**WORK INSTRUCTIONS**
1 - Answer each question from the SAS transpose post.
(a) What error message is shown when grouping by the variable 'code'?
(b) In the desired output, what value should code_v58 hold for patient 2?
(c) Which two variables appear in the BY statement of the modified PROC TRANSPOSE?
2 - Write the next part of the SAS transpose post, picking up after its final sentence.

**PASSAGE FOR REVIEW**
•••••

Reputation: 329
I have a dataset with diagnosis records, where a patient can have one or more records even for same code. I am unable to use group by variable 'code' since it shows error similar as The ID value "code_v58" occurs twice in the same BY group.
data have;
input id rand found code $;
datalines;
1 101 1 001
2 102 1 v58
2 103 0 v58 /* second diagnosis record for patient 2 */
3 104 1 v58
4 105 1 003
4 106 1 003 /* second diagnosis record for patient 4 */
5 107 0 v58
;
Desired output:
Obs id code_001 code_v58 code_003
1 1 1 . .
2 2 . 1 . /* second diagnosis code's {v58} status for patient 2 is 1, so it has to be taken*/
3 3 . 1 .
4 4 . . 1
5 5 . 0 .
When I tried with let statement like [this],
proc transpose data=temp out=want(drop=_name_) prefix=code_ let;
by id;
id code; * column name becomes <prefix><code>;
var found;
run;
I got output as below:
Obs id code_001 code_v58 code_003
1 1 1 . .
2 2 . 0 .
3 3 . 1 .
4 4 . . 1
5 5 . 0 .
I tried this and modified PROC TRANSPOSE to use ID and count in the BY statement
proc transpose data=temp out=want(drop=_name_) prefix=code_;
by id count;
id code; * column name becomes <prefix><code>;
var found;
run;
and got output like below:
Obs id count code_001 code_v58 code_003
1 1 1 1 . .
2 2 1 . 1 .
3 2 2 . 0 .
4 3 1 . 1 .
5 4 1 . . 1
6 4 2 . . 1
7 5 1 . 0 .
May I know how to remove duplicate patient ids and update the code to 1 if found in any records?

•••••

(Stored data entries)
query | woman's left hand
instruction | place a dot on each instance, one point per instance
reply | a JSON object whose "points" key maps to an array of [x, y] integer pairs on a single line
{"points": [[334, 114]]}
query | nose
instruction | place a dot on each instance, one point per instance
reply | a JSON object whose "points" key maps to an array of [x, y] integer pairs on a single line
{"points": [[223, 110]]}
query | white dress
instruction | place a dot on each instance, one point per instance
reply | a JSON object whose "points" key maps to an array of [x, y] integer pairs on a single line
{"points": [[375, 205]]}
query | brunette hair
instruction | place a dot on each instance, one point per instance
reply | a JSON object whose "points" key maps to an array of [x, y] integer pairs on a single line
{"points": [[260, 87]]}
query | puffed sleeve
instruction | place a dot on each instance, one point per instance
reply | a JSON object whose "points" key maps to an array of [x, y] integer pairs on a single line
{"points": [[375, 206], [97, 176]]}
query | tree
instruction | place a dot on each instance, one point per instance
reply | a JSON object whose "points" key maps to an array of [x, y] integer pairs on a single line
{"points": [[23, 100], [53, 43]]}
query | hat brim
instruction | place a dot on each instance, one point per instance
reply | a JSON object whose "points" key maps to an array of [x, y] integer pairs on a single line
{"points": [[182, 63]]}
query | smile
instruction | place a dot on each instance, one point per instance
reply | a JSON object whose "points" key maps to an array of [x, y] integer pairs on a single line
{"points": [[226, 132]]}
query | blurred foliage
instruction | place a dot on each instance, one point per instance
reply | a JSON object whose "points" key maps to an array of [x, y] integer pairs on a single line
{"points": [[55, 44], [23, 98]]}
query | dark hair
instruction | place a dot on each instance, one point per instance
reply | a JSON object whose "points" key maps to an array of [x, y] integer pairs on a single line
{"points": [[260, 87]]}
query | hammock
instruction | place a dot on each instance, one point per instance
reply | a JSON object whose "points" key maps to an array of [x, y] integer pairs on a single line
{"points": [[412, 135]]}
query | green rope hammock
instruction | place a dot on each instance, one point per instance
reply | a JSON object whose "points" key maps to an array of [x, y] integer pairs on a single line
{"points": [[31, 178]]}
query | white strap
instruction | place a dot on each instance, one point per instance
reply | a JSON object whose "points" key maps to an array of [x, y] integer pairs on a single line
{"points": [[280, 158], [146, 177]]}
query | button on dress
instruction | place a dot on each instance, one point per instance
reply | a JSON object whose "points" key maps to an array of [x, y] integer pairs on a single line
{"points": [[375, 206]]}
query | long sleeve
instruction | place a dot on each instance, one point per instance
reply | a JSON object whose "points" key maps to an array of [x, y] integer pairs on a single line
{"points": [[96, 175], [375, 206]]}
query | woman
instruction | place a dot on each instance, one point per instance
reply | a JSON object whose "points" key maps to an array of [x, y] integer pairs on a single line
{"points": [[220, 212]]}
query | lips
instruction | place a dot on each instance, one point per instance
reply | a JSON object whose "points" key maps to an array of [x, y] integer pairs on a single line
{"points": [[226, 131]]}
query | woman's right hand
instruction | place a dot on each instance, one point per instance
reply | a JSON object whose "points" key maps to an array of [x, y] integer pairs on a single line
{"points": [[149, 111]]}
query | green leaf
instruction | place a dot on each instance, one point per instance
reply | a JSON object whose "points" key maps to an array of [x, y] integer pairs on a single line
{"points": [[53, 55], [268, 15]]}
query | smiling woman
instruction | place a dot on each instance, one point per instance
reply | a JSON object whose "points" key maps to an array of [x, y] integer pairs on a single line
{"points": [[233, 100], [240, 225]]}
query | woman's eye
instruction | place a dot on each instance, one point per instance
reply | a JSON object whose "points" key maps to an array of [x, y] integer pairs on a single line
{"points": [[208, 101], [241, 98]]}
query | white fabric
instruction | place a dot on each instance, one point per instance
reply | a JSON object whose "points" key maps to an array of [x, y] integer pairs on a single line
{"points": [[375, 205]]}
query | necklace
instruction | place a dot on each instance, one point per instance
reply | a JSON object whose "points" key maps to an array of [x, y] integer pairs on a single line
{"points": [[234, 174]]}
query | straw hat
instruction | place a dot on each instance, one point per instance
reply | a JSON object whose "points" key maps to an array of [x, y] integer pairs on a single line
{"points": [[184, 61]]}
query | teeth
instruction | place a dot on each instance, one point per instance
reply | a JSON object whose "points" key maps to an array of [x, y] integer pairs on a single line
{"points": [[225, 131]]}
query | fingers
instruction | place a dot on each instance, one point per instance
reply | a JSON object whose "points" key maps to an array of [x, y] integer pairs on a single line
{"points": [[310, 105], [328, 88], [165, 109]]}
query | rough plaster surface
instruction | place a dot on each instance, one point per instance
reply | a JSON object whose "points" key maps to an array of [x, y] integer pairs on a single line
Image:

•••••

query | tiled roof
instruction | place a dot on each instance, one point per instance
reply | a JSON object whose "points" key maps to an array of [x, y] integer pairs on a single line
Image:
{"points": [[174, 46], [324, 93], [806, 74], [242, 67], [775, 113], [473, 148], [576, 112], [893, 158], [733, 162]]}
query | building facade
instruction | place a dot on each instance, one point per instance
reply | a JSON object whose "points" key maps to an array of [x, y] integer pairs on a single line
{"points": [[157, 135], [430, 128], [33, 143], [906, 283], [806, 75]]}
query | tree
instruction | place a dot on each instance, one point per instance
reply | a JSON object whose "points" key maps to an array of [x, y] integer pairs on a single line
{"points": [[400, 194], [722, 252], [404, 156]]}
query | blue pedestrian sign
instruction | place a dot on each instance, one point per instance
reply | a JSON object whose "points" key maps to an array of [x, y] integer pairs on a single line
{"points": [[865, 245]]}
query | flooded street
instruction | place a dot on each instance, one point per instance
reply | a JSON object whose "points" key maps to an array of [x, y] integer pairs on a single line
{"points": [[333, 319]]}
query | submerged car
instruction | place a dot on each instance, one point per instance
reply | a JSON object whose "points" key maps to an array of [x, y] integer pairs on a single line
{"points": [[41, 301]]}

•••••

**ANSWERS BY ITEM**
1 -
(a) The ID value "code_v58" occurs twice in the same BY group.
(b) 1
(c) id and count

2 -
Upvotes: 1
Views: 494
Reputation: 27508
You can transpose
a group aggregate view
.
proc sql;
create view have_v as
select id, code, max(found) as found
from have
group by id, code
order by id, code
;
proc transpose data=have_v out=want prefix=code_;
by id;
id code;
var found;
run;
Follow up with Proc STDIZE
(thanks @Reeza) if you want to replace the missing values (.
) with 0
proc stdize data=want out=want missing=0 reponly;
var code_:;
run;
Upvotes: 2
Reputation: 63434
Seems to me that you want something like this - first preprocess the data to get the value you want for FOUND, then transpose (if you actually need to). The TABULATE does what it seems like you want to do for FOUND (take the max value of it, 1 if present, 0 if only 0s are present, missing otherwise), and then TRANSPOSE that the same way you were doing before.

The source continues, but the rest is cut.